_Work to be completed_: Copy the lines without any change, starting with the line that contains "Please examine the UI shown here and identify the horse nostril." and going on through the line that contains "xmin=283 ymin=213 xmax=300 ymax=249", and include both of those lines.

_Available records_:

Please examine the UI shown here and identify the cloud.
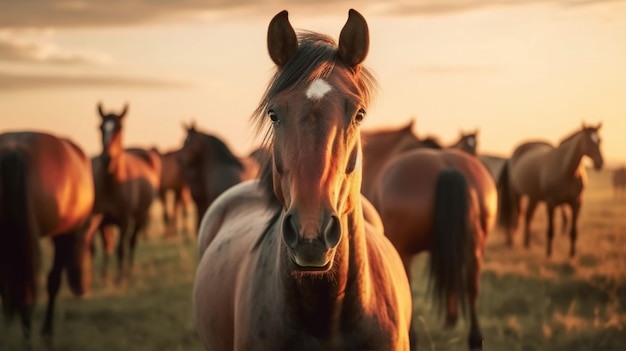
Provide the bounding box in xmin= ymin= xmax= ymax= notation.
xmin=412 ymin=64 xmax=496 ymax=74
xmin=0 ymin=0 xmax=624 ymax=28
xmin=0 ymin=72 xmax=190 ymax=91
xmin=0 ymin=30 xmax=111 ymax=65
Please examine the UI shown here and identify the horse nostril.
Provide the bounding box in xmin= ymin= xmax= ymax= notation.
xmin=324 ymin=215 xmax=341 ymax=249
xmin=283 ymin=213 xmax=300 ymax=249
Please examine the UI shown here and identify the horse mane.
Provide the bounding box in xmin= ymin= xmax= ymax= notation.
xmin=199 ymin=133 xmax=244 ymax=170
xmin=251 ymin=31 xmax=376 ymax=205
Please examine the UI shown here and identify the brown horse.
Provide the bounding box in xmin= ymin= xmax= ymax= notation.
xmin=92 ymin=104 xmax=161 ymax=282
xmin=498 ymin=123 xmax=604 ymax=257
xmin=361 ymin=120 xmax=443 ymax=198
xmin=151 ymin=148 xmax=192 ymax=233
xmin=0 ymin=132 xmax=94 ymax=340
xmin=613 ymin=166 xmax=626 ymax=198
xmin=193 ymin=10 xmax=412 ymax=351
xmin=178 ymin=123 xmax=259 ymax=225
xmin=450 ymin=130 xmax=478 ymax=156
xmin=363 ymin=129 xmax=497 ymax=349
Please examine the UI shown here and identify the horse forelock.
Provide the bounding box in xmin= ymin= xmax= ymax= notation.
xmin=251 ymin=31 xmax=376 ymax=206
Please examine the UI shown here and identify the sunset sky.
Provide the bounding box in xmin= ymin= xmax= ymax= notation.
xmin=0 ymin=0 xmax=626 ymax=164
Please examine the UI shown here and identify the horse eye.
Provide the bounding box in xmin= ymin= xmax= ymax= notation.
xmin=267 ymin=110 xmax=278 ymax=124
xmin=354 ymin=109 xmax=365 ymax=123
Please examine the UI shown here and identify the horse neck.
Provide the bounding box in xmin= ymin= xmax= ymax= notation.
xmin=280 ymin=189 xmax=371 ymax=337
xmin=556 ymin=135 xmax=583 ymax=176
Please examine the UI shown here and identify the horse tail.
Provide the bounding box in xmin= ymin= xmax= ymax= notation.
xmin=497 ymin=162 xmax=520 ymax=230
xmin=429 ymin=168 xmax=478 ymax=326
xmin=0 ymin=150 xmax=40 ymax=319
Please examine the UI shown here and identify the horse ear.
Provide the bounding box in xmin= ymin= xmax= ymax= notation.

_Output of the task_:
Please examine the UI shown here and identify the horse nostril.
Provide the bounding box in xmin= ymin= xmax= ymax= notation.
xmin=324 ymin=215 xmax=341 ymax=249
xmin=283 ymin=213 xmax=300 ymax=249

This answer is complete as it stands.